▶ _Task statement_
Convert every line of the items below into a numbered list, skipping blank lines and omitting the pictures.

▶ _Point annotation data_
"""

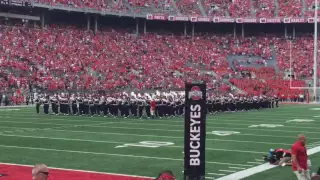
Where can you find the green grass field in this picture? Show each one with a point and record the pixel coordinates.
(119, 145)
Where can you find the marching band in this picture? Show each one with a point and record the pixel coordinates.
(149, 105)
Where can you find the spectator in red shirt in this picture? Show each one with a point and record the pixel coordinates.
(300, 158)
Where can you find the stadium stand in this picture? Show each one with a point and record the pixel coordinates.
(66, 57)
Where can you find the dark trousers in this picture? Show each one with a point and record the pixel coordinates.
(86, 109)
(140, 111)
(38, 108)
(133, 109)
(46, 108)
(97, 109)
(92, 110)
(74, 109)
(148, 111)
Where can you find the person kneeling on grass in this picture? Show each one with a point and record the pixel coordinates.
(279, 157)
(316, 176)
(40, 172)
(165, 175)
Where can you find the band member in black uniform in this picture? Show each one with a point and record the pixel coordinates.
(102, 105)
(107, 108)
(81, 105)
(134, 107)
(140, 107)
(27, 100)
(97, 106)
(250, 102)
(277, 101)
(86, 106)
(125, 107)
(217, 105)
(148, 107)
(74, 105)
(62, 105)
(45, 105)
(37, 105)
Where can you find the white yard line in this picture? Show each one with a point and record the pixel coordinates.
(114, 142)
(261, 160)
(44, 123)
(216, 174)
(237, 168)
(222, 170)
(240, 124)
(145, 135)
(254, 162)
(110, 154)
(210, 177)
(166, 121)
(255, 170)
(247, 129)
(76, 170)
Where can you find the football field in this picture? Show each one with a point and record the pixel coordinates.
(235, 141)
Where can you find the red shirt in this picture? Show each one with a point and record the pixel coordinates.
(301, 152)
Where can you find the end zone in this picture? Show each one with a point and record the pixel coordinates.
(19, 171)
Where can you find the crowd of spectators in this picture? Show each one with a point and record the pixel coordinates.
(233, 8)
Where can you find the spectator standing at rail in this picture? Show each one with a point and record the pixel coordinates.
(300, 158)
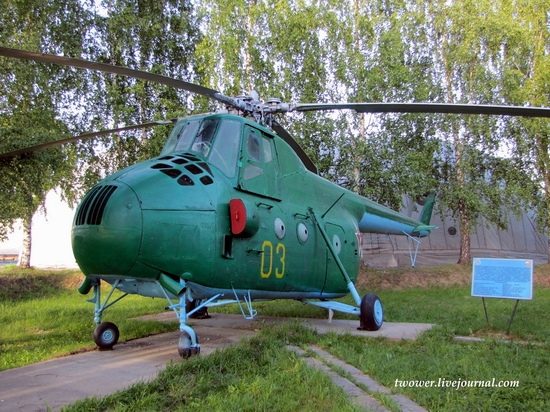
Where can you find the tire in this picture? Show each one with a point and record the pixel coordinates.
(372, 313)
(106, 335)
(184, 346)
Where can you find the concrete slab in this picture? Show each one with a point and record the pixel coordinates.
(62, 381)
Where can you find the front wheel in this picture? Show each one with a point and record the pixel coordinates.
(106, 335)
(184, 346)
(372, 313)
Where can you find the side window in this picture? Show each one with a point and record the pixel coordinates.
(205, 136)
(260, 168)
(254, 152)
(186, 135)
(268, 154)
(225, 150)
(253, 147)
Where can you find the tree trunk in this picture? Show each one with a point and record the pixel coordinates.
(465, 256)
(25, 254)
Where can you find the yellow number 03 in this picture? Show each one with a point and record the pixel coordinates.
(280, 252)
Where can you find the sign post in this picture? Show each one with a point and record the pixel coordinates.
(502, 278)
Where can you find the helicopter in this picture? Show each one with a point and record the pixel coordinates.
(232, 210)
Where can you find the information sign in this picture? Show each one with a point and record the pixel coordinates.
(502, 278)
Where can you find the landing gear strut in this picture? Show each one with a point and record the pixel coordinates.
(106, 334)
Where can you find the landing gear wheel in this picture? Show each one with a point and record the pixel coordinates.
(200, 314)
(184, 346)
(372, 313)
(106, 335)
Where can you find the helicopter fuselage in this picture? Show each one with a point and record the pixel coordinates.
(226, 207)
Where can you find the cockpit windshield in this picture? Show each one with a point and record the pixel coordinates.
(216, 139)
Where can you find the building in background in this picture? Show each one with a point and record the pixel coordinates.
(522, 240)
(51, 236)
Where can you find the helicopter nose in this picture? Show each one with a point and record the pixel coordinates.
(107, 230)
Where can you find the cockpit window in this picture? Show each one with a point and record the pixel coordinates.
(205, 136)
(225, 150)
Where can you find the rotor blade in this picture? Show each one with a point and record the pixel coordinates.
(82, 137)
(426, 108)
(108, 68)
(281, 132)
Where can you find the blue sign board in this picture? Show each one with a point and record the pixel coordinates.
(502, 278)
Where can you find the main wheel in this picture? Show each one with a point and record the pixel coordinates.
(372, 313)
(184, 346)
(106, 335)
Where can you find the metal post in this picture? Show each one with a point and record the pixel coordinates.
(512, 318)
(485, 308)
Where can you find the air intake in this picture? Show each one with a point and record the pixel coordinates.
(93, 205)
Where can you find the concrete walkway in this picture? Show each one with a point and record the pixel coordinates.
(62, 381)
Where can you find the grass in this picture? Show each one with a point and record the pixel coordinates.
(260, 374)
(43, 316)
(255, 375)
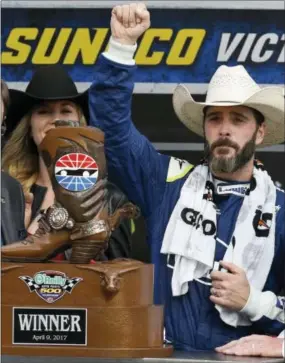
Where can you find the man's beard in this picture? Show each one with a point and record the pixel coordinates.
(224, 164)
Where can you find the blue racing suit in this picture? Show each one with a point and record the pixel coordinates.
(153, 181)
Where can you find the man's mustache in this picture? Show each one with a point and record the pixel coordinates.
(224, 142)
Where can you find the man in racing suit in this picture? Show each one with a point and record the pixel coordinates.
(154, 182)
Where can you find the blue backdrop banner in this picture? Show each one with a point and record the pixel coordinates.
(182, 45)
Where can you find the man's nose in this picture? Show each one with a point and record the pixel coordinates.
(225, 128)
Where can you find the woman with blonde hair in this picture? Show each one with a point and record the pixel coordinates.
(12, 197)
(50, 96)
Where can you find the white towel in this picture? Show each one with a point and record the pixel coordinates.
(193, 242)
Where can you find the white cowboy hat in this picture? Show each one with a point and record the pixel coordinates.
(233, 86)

"""

▶ _Output below_
1. Where can you find the green grass field in this picture? Show each one with a point and record the pixel coordinates.
2. (119, 145)
3. Where can you find the marching band in this picture? Show each one with a point and record the pixel coordinates.
4. (149, 105)
5. Where can you find the spectator in red shirt in this picture? Show each one with a point and record the pixel coordinates.
6. (300, 158)
7. Where can you find the stadium stand in this picture? Show each one with a point and record the pixel coordinates.
8. (66, 57)
9. Where can you find the dark trousers in this picture? Show each one with a point and record the pixel coordinates.
10. (86, 109)
11. (140, 111)
12. (38, 108)
13. (133, 109)
14. (46, 108)
15. (97, 109)
16. (92, 110)
17. (74, 109)
18. (148, 111)
19. Where can you find the person kneeling on grass in this picture? Show each one with a point and record the pixel coordinates.
20. (279, 157)
21. (316, 176)
22. (40, 172)
23. (165, 175)
24. Where can you find the band member in black uniform in this picture? Show each one with a point and record the pixel coordinates.
25. (102, 105)
26. (107, 108)
27. (81, 105)
28. (134, 107)
29. (140, 107)
30. (27, 100)
31. (97, 106)
32. (250, 102)
33. (277, 101)
34. (86, 106)
35. (125, 107)
36. (217, 105)
37. (148, 107)
38. (74, 105)
39. (62, 105)
40. (45, 105)
41. (37, 105)
42. Where can you find the white yard line in this picture? Show each one with a point and record the pixel coordinates.
43. (114, 142)
44. (261, 160)
45. (44, 123)
46. (216, 174)
47. (237, 168)
48. (222, 170)
49. (240, 124)
50. (145, 135)
51. (254, 162)
52. (110, 154)
53. (210, 177)
54. (166, 121)
55. (255, 170)
56. (247, 129)
57. (76, 170)
58. Where can you find the football field in this picture? Show each one with a point and record the pixel coordinates.
59. (235, 141)
60. Where can you find the red shirt in this picture? Show each one with a point and record the pixel coordinates.
61. (301, 152)
62. Where can you find the end zone in this picture? Show each one with a point and record the pixel coordinates.
63. (19, 171)
64. Where can you find the crowd of spectators in this picture? Show each one with a point and record the pixel coordinates.
65. (233, 8)
66. Where can you find the spectator standing at rail in this picture? Show each one with a point and record the pixel coordinates.
67. (300, 158)
68. Where can you find the tire in this picture? Show each one with a point and record the pixel coordinates.
69. (372, 313)
70. (106, 335)
71. (184, 346)
72. Where can you find the concrete slab in this picture? Show each one with a point and record the pixel coordinates.
73. (62, 381)
74. Where can you find the front wheel in this picture? Show each one with a point and record the pixel coordinates.
75. (106, 335)
76. (184, 346)
77. (372, 313)
78. Where can you find the side window in this picture? Show each one with a point and record the pixel coordinates.
79. (205, 136)
80. (260, 168)
81. (254, 152)
82. (186, 135)
83. (268, 154)
84. (225, 150)
85. (253, 147)
86. Where can you find the tree trunk in this picture? Show each one with a point and record the pixel coordinates.
87. (465, 256)
88. (25, 254)
89. Where can you find the yellow number 03 in this picture? Show each one with a point and record the pixel coordinates.
90. (280, 252)
91. Where can you find the sign post in this picture? Show each one with a point and record the pixel coordinates.
92. (502, 278)
93. Where can you find the helicopter in this picture? Show each one with a point and record the pixel coordinates.
94. (232, 210)
95. Where can you find the information sign in this picture? Show each one with a point and record the pixel coordinates.
96. (502, 278)
97. Where can you find the landing gear strut in this picture? Show each one with a point and record the pixel coordinates.
98. (106, 334)
99. Where can you find the landing gear wheel in this picture? Show each one with a point and record the pixel coordinates.
100. (200, 314)
101. (184, 346)
102. (372, 313)
103. (106, 335)
104. Where can you find the helicopter fuselage in this picture? Show each one with a point and record the pixel coordinates.
105. (226, 207)
106. Where can you find the cockpit windshield in this picture? Show each one with a point and record the pixel coordinates.
107. (216, 139)
108. Where can you find the building in background in this picture? Show each one with a point and record the pixel coordinates.
109. (522, 240)
110. (51, 236)
111. Where can you find the helicopter nose in this picture? Show each one with a point and record the pixel coordinates.
112. (107, 230)
113. Where can you find the cockpit window in this picture? Show each one with a point and record the pixel coordinates.
114. (205, 136)
115. (225, 150)
116. Where can you find the rotor blade in this picture? Show each one with a point and record the pixel coordinates.
117. (82, 137)
118. (426, 108)
119. (108, 68)
120. (281, 132)
121. Where can you find the blue sign board in this picture? Show each one with a point and record the pixel coordinates.
122. (502, 278)
123. Where can you find the main wheel in this picture? Show each one with a point and record the pixel coordinates.
124. (372, 313)
125. (184, 346)
126. (106, 335)
127. Where can you find the metal post in this picture? Show each one with a point and record the pixel coordinates.
128. (512, 318)
129. (485, 308)
130. Where can you find the air intake in this picture? Show each one with a point and record the pixel coordinates.
131. (93, 205)
132. Where can you find the concrete walkway in this picture? Show each one with a point and record the pixel coordinates.
133. (62, 381)
134. Where can you find the grass in this picture? Show each one with a point and record the pixel coordinates.
135. (260, 374)
136. (43, 316)
137. (255, 375)
138. Where can you find the man's beard in this picture? Show each one with a point and record the pixel coordinates.
139. (224, 164)
140. Where can you find the blue racing suit in this picture? Show each one with a point and record the pixel coordinates.
141. (153, 181)
142. Where can you find the man's mustache in this picture? Show each one with a point and record the pixel coordinates.
143. (224, 142)
144. Where can you find the man in racing suit in this picture? Show each one with a point and record the pixel coordinates.
145. (154, 182)
146. Where can you find the blue backdrop banner in this picture? Show each one with a point and record the pixel coordinates.
147. (182, 45)
148. Where can you find the man's nose in this picture? Show each one with a point and record the pixel coordinates.
149. (225, 128)
150. Where can you find the woman with blonde hair in this picture? Show each one with a point and record the pixel coordinates.
151. (12, 197)
152. (50, 96)
153. Where can you find the white towel in this picture? Show each one with a point and record the pixel coordinates.
154. (193, 242)
155. Where can you find the white cowboy hat in this picture? Show each one with a point and record the pixel coordinates.
156. (233, 86)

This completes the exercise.